[Input for this task]
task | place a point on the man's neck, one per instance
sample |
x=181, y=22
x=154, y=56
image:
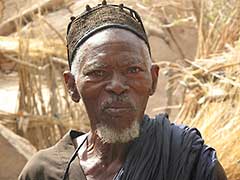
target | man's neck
x=105, y=152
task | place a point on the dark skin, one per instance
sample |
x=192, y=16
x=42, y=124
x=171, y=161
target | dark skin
x=115, y=80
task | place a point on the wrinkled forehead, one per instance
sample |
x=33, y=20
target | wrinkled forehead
x=114, y=35
x=106, y=42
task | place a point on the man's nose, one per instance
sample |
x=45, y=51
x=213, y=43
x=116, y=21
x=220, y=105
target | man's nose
x=117, y=85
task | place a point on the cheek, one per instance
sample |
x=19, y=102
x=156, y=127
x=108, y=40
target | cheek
x=142, y=85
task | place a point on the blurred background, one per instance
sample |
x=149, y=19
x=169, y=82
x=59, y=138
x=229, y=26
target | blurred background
x=195, y=42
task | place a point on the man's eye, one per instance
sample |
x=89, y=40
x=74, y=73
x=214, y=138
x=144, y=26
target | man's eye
x=96, y=73
x=134, y=70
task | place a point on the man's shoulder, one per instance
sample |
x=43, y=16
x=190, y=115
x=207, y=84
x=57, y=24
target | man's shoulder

[Description of the task]
Print every line of the data exactly. Pictures do not belong in the copy.

[Reply to the task]
task | place a point on the man's neck, one per instance
sample |
x=181, y=22
x=154, y=56
image:
target | man's neck
x=105, y=152
task | place a point on the dark skin, one per instance
sample |
x=192, y=16
x=42, y=124
x=171, y=161
target | dark skin
x=115, y=80
task | place a point on the wrinkled forehead, one per instance
sample |
x=33, y=20
target | wrinkled forehead
x=114, y=35
x=106, y=42
task | place a point on the man's nose, one per instance
sample |
x=45, y=51
x=213, y=43
x=116, y=21
x=220, y=105
target | man's nose
x=117, y=85
task | place a point on the cheek, one per instance
sample |
x=19, y=102
x=156, y=127
x=108, y=40
target | cheek
x=142, y=85
task | place a point on the blurred background, one per instance
sample |
x=149, y=19
x=169, y=82
x=59, y=138
x=229, y=26
target | blurred background
x=195, y=42
task | place a point on the man's eye, one per instance
sample |
x=89, y=40
x=74, y=73
x=214, y=138
x=144, y=26
target | man's eye
x=96, y=73
x=134, y=70
task | place a point on the man's shoulder, one per instance
sample |
x=43, y=16
x=190, y=115
x=207, y=84
x=57, y=24
target | man's shoulder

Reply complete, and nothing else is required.